> [Excerpt]:
%%
REV was a removable hard disk storage system from Iomega.
The small removable cartridges store 35, 70, or 120 gigabytes and were based on hard-drive technology. Like a standard hard drive, the REV system used a flying head to read and write data to a spinning platter. The removable cartridges contained the platter, spindle, and motor, while the drive heads and drive controller were contained within the REV drive. The drives allowed for data transfer rates of about 25 megabytes per second.
The REV was available as an external desktop model with FireWire, SCSI or USB 2.0 interfaces, an internal model with SCSI, ATAPI, or SATA interfaces, or an external server model which features a cartridge autoloader and SCSI interface. Iomega also offered a 320 GB network-attached storage appliance which features a built-in REV. The drives were compatible with Macintosh, Windows, and Linux operating systems, although some only with particular models or interfaces.
This product, especially the server model, was marketed as a replacement of tape drive technology for enterprise data backup, with claims of higher reliability, greater speed, and random access capability.
%%
> [Source material]:
%%
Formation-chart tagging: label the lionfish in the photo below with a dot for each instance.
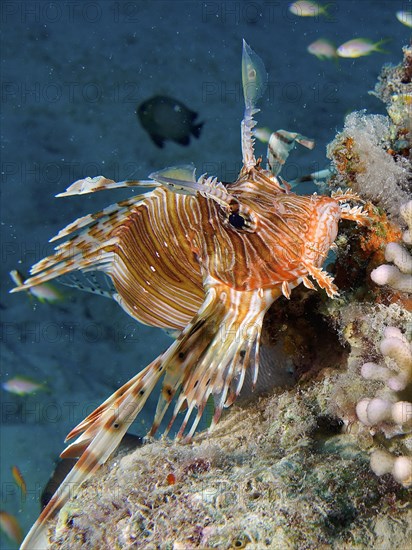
%%
> [Instructions for the task]:
Could you copy the whole passage on the Iomega REV above, word for word?

> [Right answer]:
REV was a removable hard disk storage system from Iomega.
The small removable cartridges store 35, 70, or 120 gigabytes and were based on hard-drive technology. Like a standard hard drive, the REV system used a flying head to read and write data to a spinning platter. The removable cartridges contained the platter, spindle, and motor, while the drive heads and drive controller were contained within the REV drive. The drives allowed for data transfer rates of about 25 megabytes per second.
The REV was available as an external desktop model with FireWire, SCSI or USB 2.0 interfaces, an internal model with SCSI, ATAPI, or SATA interfaces, or an external server model which features a cartridge autoloader and SCSI interface. Iomega also offered a 320 GB network-attached storage appliance which features a built-in REV. The drives were compatible with Macintosh, Windows, and Linux operating systems, although some only with particular models or interfaces.
This product, especially the server model, was marketed as a replacement of tape drive technology for enterprise data backup, with claims of higher reliability, greater speed, and random access capability.